● YOUR GOAL: Write out all of the entries exactly as given.

● DATA PROVIDED:
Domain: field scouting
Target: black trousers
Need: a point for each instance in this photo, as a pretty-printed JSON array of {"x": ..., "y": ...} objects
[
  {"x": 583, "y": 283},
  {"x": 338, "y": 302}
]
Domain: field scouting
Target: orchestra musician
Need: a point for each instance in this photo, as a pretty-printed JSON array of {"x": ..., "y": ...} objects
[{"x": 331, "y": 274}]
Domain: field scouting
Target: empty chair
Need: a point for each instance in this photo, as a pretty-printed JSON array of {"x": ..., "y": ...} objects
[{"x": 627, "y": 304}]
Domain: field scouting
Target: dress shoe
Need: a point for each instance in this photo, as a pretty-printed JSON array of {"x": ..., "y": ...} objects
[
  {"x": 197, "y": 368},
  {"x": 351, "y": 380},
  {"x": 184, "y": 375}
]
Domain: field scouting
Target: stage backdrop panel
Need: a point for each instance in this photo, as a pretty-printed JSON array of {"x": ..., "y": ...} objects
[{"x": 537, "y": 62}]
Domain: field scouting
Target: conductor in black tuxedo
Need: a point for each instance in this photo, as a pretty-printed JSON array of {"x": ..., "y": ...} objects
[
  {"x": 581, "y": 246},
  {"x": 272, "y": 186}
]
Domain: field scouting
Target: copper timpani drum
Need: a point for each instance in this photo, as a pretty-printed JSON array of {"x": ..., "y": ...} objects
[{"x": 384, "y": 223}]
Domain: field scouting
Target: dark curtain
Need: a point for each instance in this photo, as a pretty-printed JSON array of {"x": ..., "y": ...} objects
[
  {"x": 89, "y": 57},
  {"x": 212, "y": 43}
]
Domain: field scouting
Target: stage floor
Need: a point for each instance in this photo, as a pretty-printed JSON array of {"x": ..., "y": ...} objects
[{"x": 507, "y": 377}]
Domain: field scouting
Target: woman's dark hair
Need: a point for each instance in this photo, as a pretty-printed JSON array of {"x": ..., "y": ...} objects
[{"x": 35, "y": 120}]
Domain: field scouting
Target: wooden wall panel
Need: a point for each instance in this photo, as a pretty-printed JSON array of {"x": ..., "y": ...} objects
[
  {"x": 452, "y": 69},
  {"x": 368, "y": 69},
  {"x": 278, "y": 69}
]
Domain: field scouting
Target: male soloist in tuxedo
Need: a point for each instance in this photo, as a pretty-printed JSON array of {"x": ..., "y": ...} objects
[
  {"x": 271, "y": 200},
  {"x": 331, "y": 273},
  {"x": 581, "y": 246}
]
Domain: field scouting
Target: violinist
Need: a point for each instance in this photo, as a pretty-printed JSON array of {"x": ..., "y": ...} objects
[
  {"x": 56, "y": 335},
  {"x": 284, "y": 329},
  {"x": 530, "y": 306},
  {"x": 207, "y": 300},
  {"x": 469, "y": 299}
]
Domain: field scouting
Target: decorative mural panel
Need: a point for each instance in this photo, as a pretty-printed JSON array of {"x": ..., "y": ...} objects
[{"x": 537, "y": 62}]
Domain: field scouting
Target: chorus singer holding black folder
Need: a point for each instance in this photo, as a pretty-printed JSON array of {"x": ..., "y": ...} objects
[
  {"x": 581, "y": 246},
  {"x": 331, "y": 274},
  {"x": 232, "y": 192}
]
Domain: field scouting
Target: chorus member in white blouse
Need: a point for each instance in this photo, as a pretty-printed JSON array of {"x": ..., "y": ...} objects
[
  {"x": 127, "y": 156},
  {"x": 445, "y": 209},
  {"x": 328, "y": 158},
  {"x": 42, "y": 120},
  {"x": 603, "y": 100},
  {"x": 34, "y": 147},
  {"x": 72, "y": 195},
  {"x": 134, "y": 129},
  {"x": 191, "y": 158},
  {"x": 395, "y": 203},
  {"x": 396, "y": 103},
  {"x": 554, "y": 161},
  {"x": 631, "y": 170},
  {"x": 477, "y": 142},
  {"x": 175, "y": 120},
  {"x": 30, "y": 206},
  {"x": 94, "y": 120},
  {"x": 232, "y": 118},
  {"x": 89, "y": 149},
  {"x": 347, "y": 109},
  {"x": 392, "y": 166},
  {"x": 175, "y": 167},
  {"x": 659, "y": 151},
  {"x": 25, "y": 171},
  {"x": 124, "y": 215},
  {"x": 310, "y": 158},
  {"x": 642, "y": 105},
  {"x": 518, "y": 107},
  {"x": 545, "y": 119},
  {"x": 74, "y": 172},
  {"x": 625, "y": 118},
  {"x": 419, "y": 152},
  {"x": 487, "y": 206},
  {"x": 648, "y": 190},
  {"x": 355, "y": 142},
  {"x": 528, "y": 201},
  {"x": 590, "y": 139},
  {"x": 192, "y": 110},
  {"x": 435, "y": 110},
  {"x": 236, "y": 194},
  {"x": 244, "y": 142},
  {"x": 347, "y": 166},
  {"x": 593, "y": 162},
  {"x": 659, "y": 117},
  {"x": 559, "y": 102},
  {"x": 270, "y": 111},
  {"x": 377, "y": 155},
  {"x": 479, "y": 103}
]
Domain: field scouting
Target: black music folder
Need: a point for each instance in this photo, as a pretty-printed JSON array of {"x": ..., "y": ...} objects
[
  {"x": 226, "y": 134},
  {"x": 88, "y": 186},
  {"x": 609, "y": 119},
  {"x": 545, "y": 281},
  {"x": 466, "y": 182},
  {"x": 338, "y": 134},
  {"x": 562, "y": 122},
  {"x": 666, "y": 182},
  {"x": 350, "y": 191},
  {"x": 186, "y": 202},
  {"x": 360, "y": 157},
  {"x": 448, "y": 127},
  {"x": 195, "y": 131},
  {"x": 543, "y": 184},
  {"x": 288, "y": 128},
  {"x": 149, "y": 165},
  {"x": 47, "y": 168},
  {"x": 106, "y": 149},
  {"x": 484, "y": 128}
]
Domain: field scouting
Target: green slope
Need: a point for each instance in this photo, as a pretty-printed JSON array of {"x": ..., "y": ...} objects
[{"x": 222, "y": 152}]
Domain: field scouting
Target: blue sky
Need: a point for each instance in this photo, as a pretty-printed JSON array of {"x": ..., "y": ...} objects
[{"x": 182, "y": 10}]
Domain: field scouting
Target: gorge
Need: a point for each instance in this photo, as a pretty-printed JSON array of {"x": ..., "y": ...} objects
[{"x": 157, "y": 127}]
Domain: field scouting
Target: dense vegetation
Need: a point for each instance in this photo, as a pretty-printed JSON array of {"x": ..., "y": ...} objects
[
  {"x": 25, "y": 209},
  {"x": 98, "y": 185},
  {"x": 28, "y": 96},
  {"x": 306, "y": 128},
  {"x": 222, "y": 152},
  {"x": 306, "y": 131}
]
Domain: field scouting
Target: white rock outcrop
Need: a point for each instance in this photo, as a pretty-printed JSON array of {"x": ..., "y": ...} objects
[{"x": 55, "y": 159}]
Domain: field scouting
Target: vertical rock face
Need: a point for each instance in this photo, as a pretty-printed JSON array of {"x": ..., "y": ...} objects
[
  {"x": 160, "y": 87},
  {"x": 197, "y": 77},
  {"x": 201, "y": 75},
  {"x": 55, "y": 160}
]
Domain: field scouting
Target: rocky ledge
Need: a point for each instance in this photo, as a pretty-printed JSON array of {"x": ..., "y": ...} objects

● TASK OUTPUT:
Domain: field scouting
Target: black trousers
Need: a point for each instance in this photo, as a pretty-printed JSON array of {"x": ..., "y": ...} objects
[
  {"x": 583, "y": 283},
  {"x": 338, "y": 302}
]
Domain: field scouting
Target: orchestra musician
Need: a point for each instance in this photo, as a pretty-printed JSON array of {"x": ..., "y": ...} objects
[{"x": 331, "y": 274}]
Domain: field scouting
Target: empty chair
Need: a point for each instance in this photo, as a pretty-printed JSON array of {"x": ..., "y": ...} objects
[{"x": 627, "y": 304}]
Domain: field scouting
Target: dress shoe
Need: a point for each instance in this photo, as a pretty-printed JSON array of {"x": ..., "y": ...} objects
[
  {"x": 197, "y": 368},
  {"x": 351, "y": 380},
  {"x": 184, "y": 375}
]
Domain: field scouting
Target: stage backdrop panel
Need: a point for each instance in this photo, as a pretty-printed JSON array of {"x": ..., "y": ...} objects
[{"x": 537, "y": 62}]
Domain: field scouting
Target: conductor in black tuxedo
Need: a point for each instance in this photo, as a pretty-printed JSON array of {"x": ..., "y": ...} objects
[
  {"x": 581, "y": 246},
  {"x": 272, "y": 186}
]
Domain: field scouting
Target: copper timpani drum
Need: a point for each instance in this photo, as a pretty-printed JSON array of {"x": ..., "y": ...} objects
[{"x": 384, "y": 223}]
Domain: field scouting
Target: dark curtain
Need: a point for each instance in this photo, as a pretty-printed JSON array of {"x": ..., "y": ...} objects
[
  {"x": 89, "y": 57},
  {"x": 212, "y": 43}
]
Domain: field scouting
Target: stage floor
Need: a point for each instance in this photo, as a pretty-printed JSON array of {"x": ..., "y": ...} objects
[{"x": 507, "y": 377}]
Domain: field scouting
Target: woman's dark hair
Need: a point for each instance in this photo, as a pretty-printed JSON array of {"x": ..., "y": ...} objects
[{"x": 35, "y": 120}]
Domain: field scouting
Target: wooden wall panel
Need: a point for each instance in this photo, as a pretty-printed JSON array of {"x": ..., "y": ...} objects
[
  {"x": 452, "y": 69},
  {"x": 368, "y": 69},
  {"x": 278, "y": 69}
]
Domain: field scouting
Target: male soloist in tuxedo
Need: a point for each instance in this photo, as a pretty-printed JSON array of {"x": ..., "y": ...} objects
[
  {"x": 271, "y": 200},
  {"x": 331, "y": 273},
  {"x": 581, "y": 246}
]
Domain: field scouting
Target: violinist
Need: a point for each instance in this photo, as a pretty-printed JSON array of {"x": ..., "y": ...} objects
[
  {"x": 56, "y": 335},
  {"x": 284, "y": 329},
  {"x": 530, "y": 306},
  {"x": 207, "y": 300},
  {"x": 469, "y": 299}
]
Domain: field scouting
Target: decorative mural panel
Need: a point for each instance in this photo, as a pretty-printed JSON array of {"x": ..., "y": ...} objects
[{"x": 537, "y": 62}]
Domain: field scouting
Target: chorus singer holding black folder
Need: a point for each instance in this photo, as a pretty-printed JSON array of {"x": ..., "y": ...} objects
[
  {"x": 581, "y": 246},
  {"x": 331, "y": 274},
  {"x": 232, "y": 192}
]
Domain: field scouting
Target: chorus member in white blouse
Need: a point for each instance in this photo, as a pretty-printed JSON array of {"x": ..., "y": ...} objects
[
  {"x": 127, "y": 156},
  {"x": 445, "y": 209},
  {"x": 328, "y": 158},
  {"x": 42, "y": 120},
  {"x": 603, "y": 100},
  {"x": 34, "y": 147},
  {"x": 72, "y": 195},
  {"x": 134, "y": 129},
  {"x": 191, "y": 158},
  {"x": 395, "y": 203},
  {"x": 396, "y": 103},
  {"x": 554, "y": 161},
  {"x": 631, "y": 170},
  {"x": 477, "y": 142},
  {"x": 175, "y": 120},
  {"x": 30, "y": 206},
  {"x": 94, "y": 120},
  {"x": 232, "y": 118},
  {"x": 89, "y": 149},
  {"x": 347, "y": 109},
  {"x": 392, "y": 166},
  {"x": 175, "y": 167},
  {"x": 659, "y": 151},
  {"x": 25, "y": 171},
  {"x": 124, "y": 215},
  {"x": 310, "y": 158},
  {"x": 642, "y": 105},
  {"x": 518, "y": 107},
  {"x": 545, "y": 119},
  {"x": 74, "y": 172},
  {"x": 625, "y": 118},
  {"x": 419, "y": 152},
  {"x": 487, "y": 206},
  {"x": 648, "y": 190},
  {"x": 355, "y": 142},
  {"x": 528, "y": 201},
  {"x": 590, "y": 139},
  {"x": 192, "y": 110},
  {"x": 435, "y": 110},
  {"x": 236, "y": 194},
  {"x": 244, "y": 142},
  {"x": 347, "y": 166},
  {"x": 593, "y": 162},
  {"x": 659, "y": 117},
  {"x": 559, "y": 102},
  {"x": 270, "y": 111},
  {"x": 377, "y": 155},
  {"x": 479, "y": 103}
]
Domain: field scouting
Target: black music folder
Need: a point for each instance in this photo, as a pretty-printed JSON array of {"x": ..., "y": ...} objects
[
  {"x": 226, "y": 134},
  {"x": 88, "y": 186},
  {"x": 609, "y": 119},
  {"x": 545, "y": 281},
  {"x": 466, "y": 182},
  {"x": 338, "y": 134},
  {"x": 562, "y": 122},
  {"x": 666, "y": 182},
  {"x": 350, "y": 191},
  {"x": 186, "y": 202},
  {"x": 360, "y": 157},
  {"x": 448, "y": 127},
  {"x": 195, "y": 131},
  {"x": 543, "y": 184},
  {"x": 288, "y": 128},
  {"x": 149, "y": 165},
  {"x": 47, "y": 168},
  {"x": 106, "y": 149},
  {"x": 484, "y": 128}
]
Domain: field scouting
Target: green slope
Need: a point for each instance in this photo, as a pretty-printed JSON array of {"x": ..., "y": ...} objects
[{"x": 222, "y": 152}]
Domain: field scouting
Target: blue sky
Need: a point for each instance in this photo, as a pretty-printed JSON array of {"x": ..., "y": ...} objects
[{"x": 182, "y": 10}]
Domain: field scouting
Target: gorge
Need: a point for each instance in this photo, as a pretty-printed JSON array of {"x": ..., "y": ...} objects
[{"x": 157, "y": 127}]
Domain: field scouting
Target: dense vegetation
Need: a point for each instance in this photo, as a pretty-printed JSON array of {"x": ..., "y": ...} objects
[
  {"x": 25, "y": 209},
  {"x": 98, "y": 185},
  {"x": 28, "y": 96},
  {"x": 306, "y": 128},
  {"x": 222, "y": 152},
  {"x": 306, "y": 131}
]
Domain: field scouting
Target: white rock outcrop
Need: a point for each instance in this photo, as a pretty-printed JSON array of {"x": ..., "y": ...} objects
[{"x": 55, "y": 159}]
Domain: field scouting
Target: vertical rock face
Need: a point for each instance in this photo, as a pretty-printed JSON array of {"x": ..., "y": ...} objects
[
  {"x": 160, "y": 87},
  {"x": 197, "y": 77},
  {"x": 201, "y": 75},
  {"x": 55, "y": 160}
]
Domain: field scouting
Target: rocky ledge
Need: a point for each instance in this photo, as a pretty-printed JSON array of {"x": ..., "y": ...} objects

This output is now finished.